The seventh Ministerial Forum on Development in Latin America and the Caribbean, held on 30-31 October 2014 in Mexico City, focused on Multidimensional Progress in the region. The event included ministers from more than 30 Latin American and Caribbean countries who had come together to discuss an agenda for social and economic development. The vice-presidents of Uruguay and the Dominican Republic were among the participants.

In the keynote addresses, OPHI’s Sabina Alkire illustrated how national multidimensional poverty measures can be used as tools for policies; Gonzalo Hernandez Licona from the Mexican National Council for Evaluation of Social Development Policy (CONEVAL) shared Mexico’s experience in using its multidimensional measure for policy; and Alicia Barcena from the Economic Commission for Latin America and the Caribbean (ECLAC) analysed the macroeconomic context and the need for policy innovation.

§ **WORK INSTRUCTIONS**
Please copy the passage on the Mexico City development forum word for word, starting at "In the keynote" and stopping after "for policy innovation.".

§ **DATA**
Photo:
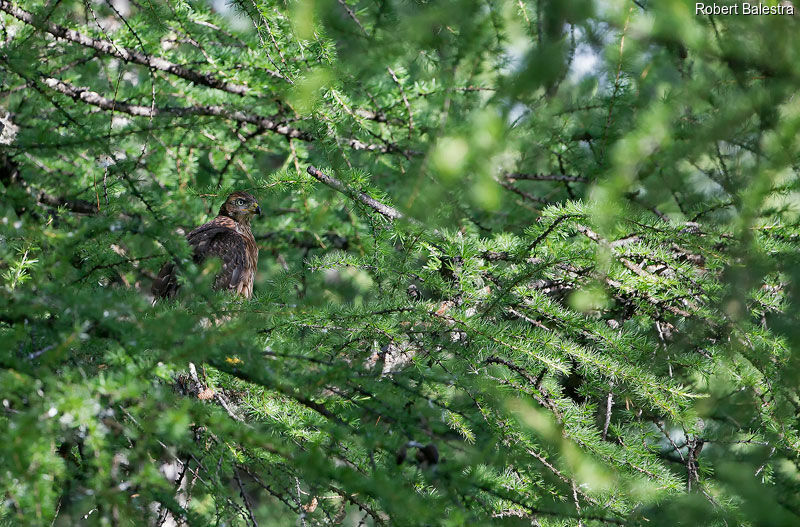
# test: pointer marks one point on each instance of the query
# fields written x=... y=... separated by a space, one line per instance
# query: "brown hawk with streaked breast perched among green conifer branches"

§ **ANSWER TO THIS EXERCISE**
In the keynote addresses, OPHI’s Sabina Alkire illustrated how national multidimensional poverty measures can be used as tools for policies; Gonzalo Hernandez Licona from the Mexican National Council for Evaluation of Social Development Policy (CONEVAL) shared Mexico’s experience in using its multidimensional measure for policy; and Alicia Barcena from the Economic Commission for Latin America and the Caribbean (ECLAC) analysed the macroeconomic context and the need for policy innovation.